Erken yaşlanma metninde "Teorik olarak, erken" ifadesinden aşağıya, "bu etkiyi arttırmaktasınız." ifadesine kadar her şeyi yeniden yazın ve "güneş ışığından" ifadesini "ultraviyole ışınlardan" ile değiştirin.

- Alıntı -
= = =
Teorik olarak, erken yaşlanma önlenebilir. Eğer yüzünüzü güneş ışığından her zaman koruyabilirseniz, yaşınız ilerlese bile cildiniz daha genç kalacaktır. Bu nedenle cildinizi güneş ışığından korumaya çok erken yaşlardan itibaren başlamalısınız. Yapılan araştırmalar gösteriyor ki; 18 yaşımıza kadar hayatımız boyunca alacağımız UV radyasyonunun neredeyse yüzde 50’sine, 30 yaşına geldiğimizde ise yüzde 75’lik bir kısmına çoktan maruz kalmış oluyoruz. Erken yaşlanmanın saatinin tik-takları erken başlasa da, kendimizi güneşten koruyarak diğer etkiler için önlemimizi alabiliriz; çünkü erken yaşlanma ufak bir UV etkisiyle bile başlayabiliyor. Öyle ki, bu etki yavaş ve kalıcı bir biçimde olmak zorunda değildir, dışarıda korunmadan attığınız her adımda bu etkiyi arttırmaktasınız.
= = =
- Veri kümesi kesiti -
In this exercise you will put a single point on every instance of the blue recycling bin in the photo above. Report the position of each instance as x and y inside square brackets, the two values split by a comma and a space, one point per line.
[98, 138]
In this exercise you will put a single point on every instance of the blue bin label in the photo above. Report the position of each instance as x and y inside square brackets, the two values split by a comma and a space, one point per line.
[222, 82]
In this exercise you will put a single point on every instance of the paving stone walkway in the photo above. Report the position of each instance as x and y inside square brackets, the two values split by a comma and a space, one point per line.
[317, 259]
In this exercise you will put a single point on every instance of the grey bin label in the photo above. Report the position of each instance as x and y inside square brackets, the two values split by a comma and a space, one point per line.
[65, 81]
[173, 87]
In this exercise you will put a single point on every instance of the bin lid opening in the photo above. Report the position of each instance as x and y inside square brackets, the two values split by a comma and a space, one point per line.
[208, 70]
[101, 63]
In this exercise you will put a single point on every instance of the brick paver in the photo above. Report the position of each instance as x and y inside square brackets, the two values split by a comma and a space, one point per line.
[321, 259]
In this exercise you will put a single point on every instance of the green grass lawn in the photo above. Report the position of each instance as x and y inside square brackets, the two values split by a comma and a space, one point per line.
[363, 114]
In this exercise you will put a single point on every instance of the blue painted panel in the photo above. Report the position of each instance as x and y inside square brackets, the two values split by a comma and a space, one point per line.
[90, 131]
= = =
- Tamamlanan alıştırma -
Teorik olarak, erken yaşlanma önlenebilir. Eğer yüzünüzü ultraviyole ışınlardan her zaman koruyabilirseniz, yaşınız ilerlese bile cildiniz daha genç kalacaktır. Bu nedenle cildinizi ultraviyole ışınlardan korumaya çok erken yaşlardan itibaren başlamalısınız. Yapılan araştırmalar gösteriyor ki; 18 yaşımıza kadar hayatımız boyunca alacağımız UV radyasyonunun neredeyse yüzde 50’sine, 30 yaşına geldiğimizde ise yüzde 75’lik bir kısmına çoktan maruz kalmış oluyoruz. Erken yaşlanmanın saatinin tik-takları erken başlasa da, kendimizi güneşten koruyarak diğer etkiler için önlemimizi alabiliriz; çünkü erken yaşlanma ufak bir UV etkisiyle bile başlayabiliyor. Öyle ki, bu etki yavaş ve kalıcı bir biçimde olmak zorunda değildir, dışarıda korunmadan attığınız her adımda bu etkiyi arttırmaktasınız.